WHAT YOU NEED TO DO: Everything from the line with "Target: gray lizard flank" to the end of the data should be restated word for word, and nothing before it.

* * * *

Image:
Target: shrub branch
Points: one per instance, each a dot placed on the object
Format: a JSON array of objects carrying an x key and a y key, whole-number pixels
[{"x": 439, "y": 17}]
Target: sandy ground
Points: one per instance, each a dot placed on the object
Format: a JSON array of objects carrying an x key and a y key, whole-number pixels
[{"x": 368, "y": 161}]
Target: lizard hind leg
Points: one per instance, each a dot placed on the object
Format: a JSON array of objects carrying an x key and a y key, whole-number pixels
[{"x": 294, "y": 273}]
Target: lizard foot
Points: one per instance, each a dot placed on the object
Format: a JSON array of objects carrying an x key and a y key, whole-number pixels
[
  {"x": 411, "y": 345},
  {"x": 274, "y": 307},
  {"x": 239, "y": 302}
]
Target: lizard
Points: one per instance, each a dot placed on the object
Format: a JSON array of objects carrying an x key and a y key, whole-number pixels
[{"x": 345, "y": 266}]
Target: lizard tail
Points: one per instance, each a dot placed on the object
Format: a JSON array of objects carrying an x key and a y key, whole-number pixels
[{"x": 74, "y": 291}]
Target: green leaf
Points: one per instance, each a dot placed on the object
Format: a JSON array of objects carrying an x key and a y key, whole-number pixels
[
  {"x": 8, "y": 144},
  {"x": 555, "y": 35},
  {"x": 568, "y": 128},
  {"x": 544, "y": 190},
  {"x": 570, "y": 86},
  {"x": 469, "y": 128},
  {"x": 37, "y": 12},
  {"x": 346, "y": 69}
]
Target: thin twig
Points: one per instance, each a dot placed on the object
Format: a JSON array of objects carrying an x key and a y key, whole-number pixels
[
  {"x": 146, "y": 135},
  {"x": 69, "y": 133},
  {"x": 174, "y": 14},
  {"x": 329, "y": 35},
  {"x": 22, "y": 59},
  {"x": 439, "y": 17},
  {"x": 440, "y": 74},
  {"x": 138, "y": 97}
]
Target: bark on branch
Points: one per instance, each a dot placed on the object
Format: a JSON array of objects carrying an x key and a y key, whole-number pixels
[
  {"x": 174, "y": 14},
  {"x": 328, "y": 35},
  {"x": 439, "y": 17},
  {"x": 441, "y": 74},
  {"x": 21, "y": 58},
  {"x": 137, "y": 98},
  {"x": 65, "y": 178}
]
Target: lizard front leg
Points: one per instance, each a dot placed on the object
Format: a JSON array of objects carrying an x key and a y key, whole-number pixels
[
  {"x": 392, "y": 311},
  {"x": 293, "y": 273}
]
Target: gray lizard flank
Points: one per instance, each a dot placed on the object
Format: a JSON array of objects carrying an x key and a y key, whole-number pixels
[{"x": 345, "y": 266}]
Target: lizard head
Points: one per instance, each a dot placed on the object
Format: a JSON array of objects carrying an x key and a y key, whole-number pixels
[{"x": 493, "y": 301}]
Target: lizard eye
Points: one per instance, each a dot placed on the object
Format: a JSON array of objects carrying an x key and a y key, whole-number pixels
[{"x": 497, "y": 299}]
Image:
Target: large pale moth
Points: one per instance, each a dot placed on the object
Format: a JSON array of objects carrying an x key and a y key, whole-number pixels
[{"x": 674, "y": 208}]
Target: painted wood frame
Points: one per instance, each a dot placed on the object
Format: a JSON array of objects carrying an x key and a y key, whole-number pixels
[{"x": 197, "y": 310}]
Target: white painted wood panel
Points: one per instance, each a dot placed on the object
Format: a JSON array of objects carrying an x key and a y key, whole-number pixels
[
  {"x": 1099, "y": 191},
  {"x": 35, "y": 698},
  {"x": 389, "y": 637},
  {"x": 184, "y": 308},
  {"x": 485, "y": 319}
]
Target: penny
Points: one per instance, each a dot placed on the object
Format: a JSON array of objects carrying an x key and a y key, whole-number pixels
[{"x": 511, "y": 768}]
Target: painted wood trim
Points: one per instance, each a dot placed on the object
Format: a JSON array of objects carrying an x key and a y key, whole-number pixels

* * * *

EXPECTED OUTPUT:
Target: gray lizard flank
Points: one per instance, each a dot placed on the object
Format: a JSON array of objects carrying an x key and a y key, whole-number pixels
[{"x": 345, "y": 266}]
Target: lizard head
Points: one per instance, each a dot placed on the object
Format: a JSON array of objects carrying an x key and a y key, whole-number pixels
[{"x": 493, "y": 301}]
Target: lizard eye
Points: one per instance, each a dot placed on the object
Format: a JSON array of objects carrying an x key and a y key, whole-number pixels
[{"x": 497, "y": 299}]
Image:
Target: large pale moth
Points: one per instance, each a dot placed on the object
Format: a JSON array of objects carrying an x key and a y key, whole-number pixels
[{"x": 674, "y": 208}]
Target: painted wood frame
Points: one per instance, each a dot placed on the object
Format: a JSON array of objects carrying an x key and a y key, whole-number pixels
[{"x": 197, "y": 310}]
Target: white painted wood panel
Points: one per instance, each a dot placed on the object
Format: a JSON array of objects carrying an x key and a y key, whole-number pixels
[
  {"x": 1099, "y": 191},
  {"x": 35, "y": 698},
  {"x": 389, "y": 637},
  {"x": 184, "y": 308},
  {"x": 485, "y": 319}
]
Target: penny
Points: one per instance, each a dot placed on the object
Format: a JSON array of objects carrying an x key and a y key, whole-number pixels
[{"x": 511, "y": 768}]
Target: painted wood trim
Points: one per instance, each a dot placed on the object
Format: a JSON array of objects carrying an x key and a y key, whole-number pixels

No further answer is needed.